PROBLEM REQUIREMENTS -
The output must match the entries below exactly.

PROVIDED INFORMATION -
■ ■ ■ ■ ■ ■ ■

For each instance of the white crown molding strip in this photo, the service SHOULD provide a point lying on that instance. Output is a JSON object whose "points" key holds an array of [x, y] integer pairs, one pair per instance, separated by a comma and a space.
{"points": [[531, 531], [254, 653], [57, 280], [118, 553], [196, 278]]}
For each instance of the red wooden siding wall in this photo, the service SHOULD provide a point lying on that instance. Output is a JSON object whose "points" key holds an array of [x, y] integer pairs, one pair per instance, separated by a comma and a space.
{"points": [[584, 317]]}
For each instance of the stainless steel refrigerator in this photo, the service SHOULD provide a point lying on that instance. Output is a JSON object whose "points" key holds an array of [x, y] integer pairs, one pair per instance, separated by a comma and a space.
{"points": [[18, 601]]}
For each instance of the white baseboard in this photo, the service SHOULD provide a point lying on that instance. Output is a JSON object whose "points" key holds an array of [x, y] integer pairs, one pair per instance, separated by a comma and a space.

■ ■ ■ ■ ■ ■ ■

OUTPUT BELOW -
For each instance of the white crown molding strip in this photo, the service SHOULD provide a point lying on that instance. Output is a JSON object whose "points" key holds an array of [x, y] integer pairs, one pair per instance, separated by a comma and a space.
{"points": [[531, 531], [254, 653], [57, 280], [118, 553], [196, 278]]}
For each instance of the red wooden siding wall in this photo, the service SHOULD provide a point lying on that instance. Output is a JSON object whose "points" key holds an array of [x, y] integer pairs, one pair per instance, separated by a comma and a space.
{"points": [[584, 317]]}
For each instance of the stainless steel refrigerator in this photo, the service SHOULD provide a point lying on that instance. Output is a JSON object whose "points" key holds an array of [x, y] integer pairs, one pair per instance, separated by a comma and a space.
{"points": [[18, 601]]}
For each instance of the white baseboard in this photo, the service SHOULD provide a point lying on that instance. Output is a JSON object whose "points" key holds an array of [x, y] integer pairs, one pair per instance, separated by a comma and a space.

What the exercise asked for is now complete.